**Extract provided**
* * * * * * * * *

WASHINGTON (AP) ? Rep. Harold Rogers sees too many federal security
screeners checking too few passengers at Kentucky Blue Grass Airport when
he flies home every week. The Republican congressman is glad the
Transportation Security Administration plans to cut 3,000 more airport
screening jobs by the end of September, beyond the 3,000 cuts announced in
March. "TSA threw money at the employee and screening deadlines in a
shotgun fashion and over-hired," said Rogers, who chairs the House
Appropriations homeland security subcommittee.He estimates screeners at a
third of U.S. airports check an average of three passengers an hour.
"Congress mandated these reductions almost a year ago, and I am pleased TSA
is finally starting to make progress." Air passenger advocates aren't
calling it progress. "There's still so much turmoil in the world that I
think we need to be providing all the resources we can for homeland
security," said David Stempler, president of the Air Travelers Association.
The cuts amount to about 11 percent of the 55,600 screeners employed. The
moves will save the Transportation Security Administration an estimated
$280 million, director James Loy said on Wednesday. "TSA is entering a new
stage in its maturation," Loy said of the 17-month-old agency. The cuts are
also aimed at keeping staffing levels closer to what is needed at the
nation's 429 commercial airports. About 250 airports are expected to end up
with fewer screeners and 150 with more.

* * * * * * * * *

**Extracted records**
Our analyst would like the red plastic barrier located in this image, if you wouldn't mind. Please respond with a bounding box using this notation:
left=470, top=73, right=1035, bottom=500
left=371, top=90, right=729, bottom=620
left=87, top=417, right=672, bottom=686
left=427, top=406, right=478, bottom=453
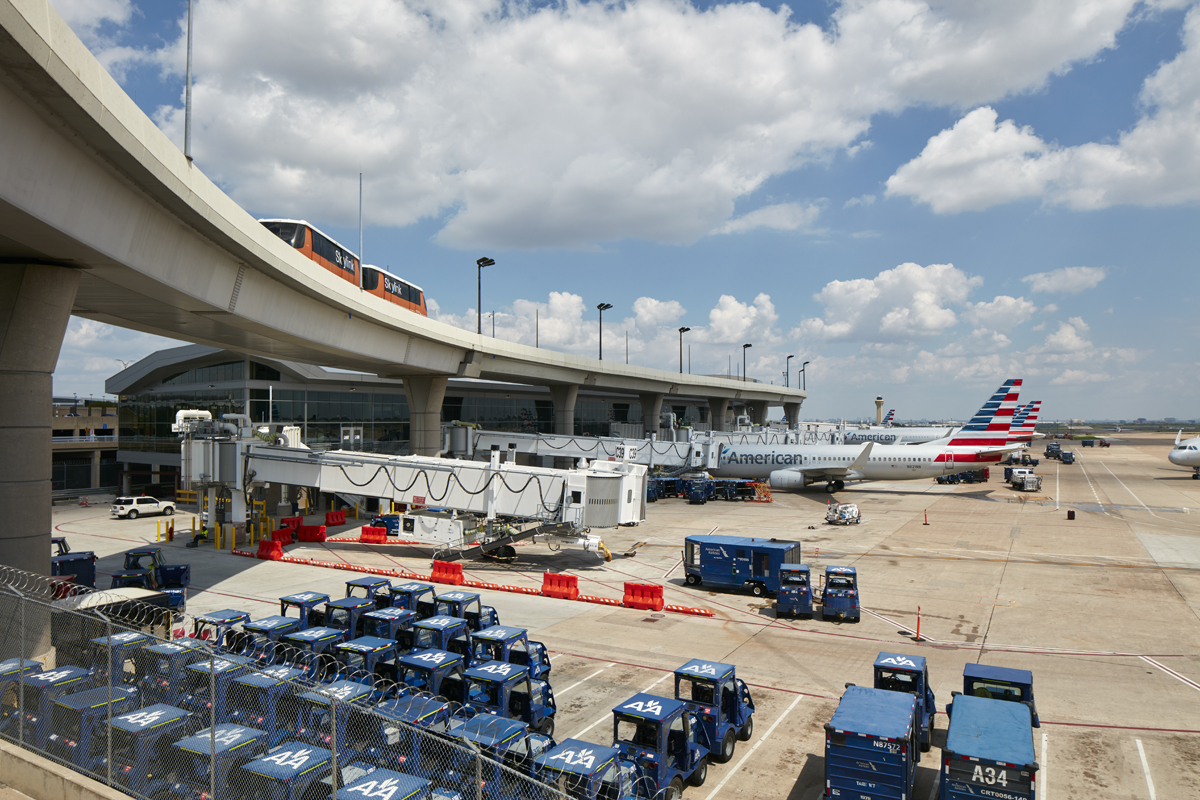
left=296, top=525, right=325, bottom=542
left=430, top=561, right=463, bottom=587
left=622, top=583, right=662, bottom=612
left=541, top=572, right=580, bottom=600
left=254, top=540, right=283, bottom=561
left=359, top=525, right=388, bottom=545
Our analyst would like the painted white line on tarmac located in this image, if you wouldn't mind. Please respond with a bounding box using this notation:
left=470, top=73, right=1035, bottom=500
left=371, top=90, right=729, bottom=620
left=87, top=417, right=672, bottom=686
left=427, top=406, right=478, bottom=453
left=1134, top=739, right=1158, bottom=800
left=1038, top=733, right=1050, bottom=800
left=554, top=662, right=616, bottom=698
left=568, top=672, right=672, bottom=739
left=707, top=694, right=804, bottom=800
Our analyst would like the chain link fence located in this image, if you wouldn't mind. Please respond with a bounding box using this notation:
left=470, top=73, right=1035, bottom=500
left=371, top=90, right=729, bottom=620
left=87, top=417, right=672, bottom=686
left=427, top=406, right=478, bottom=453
left=0, top=566, right=654, bottom=800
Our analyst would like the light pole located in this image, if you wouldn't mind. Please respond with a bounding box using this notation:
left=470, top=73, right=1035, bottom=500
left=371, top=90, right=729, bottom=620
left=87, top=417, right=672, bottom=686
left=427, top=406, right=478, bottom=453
left=475, top=255, right=496, bottom=335
left=596, top=302, right=612, bottom=361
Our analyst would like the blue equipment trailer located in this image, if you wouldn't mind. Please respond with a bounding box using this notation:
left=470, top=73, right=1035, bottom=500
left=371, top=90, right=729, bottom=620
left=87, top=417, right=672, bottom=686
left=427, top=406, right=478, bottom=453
left=683, top=536, right=800, bottom=597
left=775, top=564, right=812, bottom=618
left=875, top=652, right=937, bottom=753
left=821, top=566, right=860, bottom=622
left=937, top=696, right=1038, bottom=800
left=946, top=662, right=1042, bottom=728
left=674, top=658, right=754, bottom=764
left=824, top=686, right=920, bottom=800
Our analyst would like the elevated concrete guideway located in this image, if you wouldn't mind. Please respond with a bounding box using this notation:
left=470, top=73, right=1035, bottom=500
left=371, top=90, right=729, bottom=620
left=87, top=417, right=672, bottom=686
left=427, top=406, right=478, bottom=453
left=0, top=0, right=804, bottom=571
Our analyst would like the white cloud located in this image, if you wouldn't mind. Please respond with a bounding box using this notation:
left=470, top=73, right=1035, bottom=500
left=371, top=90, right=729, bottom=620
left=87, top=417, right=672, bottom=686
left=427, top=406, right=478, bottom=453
left=793, top=263, right=983, bottom=342
left=887, top=6, right=1200, bottom=213
left=73, top=0, right=1139, bottom=247
left=1021, top=266, right=1108, bottom=296
left=713, top=203, right=821, bottom=234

* * * * * * * * *

**Requirement A**
Retype the stretch of the news item on airport screener cuts from "WASHINGTON (AP) ?" through "passengers an hour.".
**Requirement B**
Summarize the news item on airport screener cuts in two sentences.

**Exercise result A**
WASHINGTON (AP) ? Rep. Harold Rogers sees too many federal security
screeners checking too few passengers at Kentucky Blue Grass Airport when
he flies home every week. The Republican congressman is glad the
Transportation Security Administration plans to cut 3,000 more airport
screening jobs by the end of September, beyond the 3,000 cuts announced in
March. "TSA threw money at the employee and screening deadlines in a
shotgun fashion and over-hired," said Rogers, who chairs the House
Appropriations homeland security subcommittee.He estimates screeners at a
third of U.S. airports check an average of three passengers an hour.

**Exercise result B**
The Transportation Security Administration plans to cut 3,000 more airport screening jobs by the end of September, beyond the 3,000 announced in March, and director James Loy said the moves will save an estimated $280 million and keep staffing closer to what the nation's 429 commercial airports need. Rep. Harold Rogers welcomed the cuts as progress on reductions Congress mandated almost a year ago, while David Stempler of the Air Travelers Association said turmoil in the world calls for providing all possible resources for homeland security.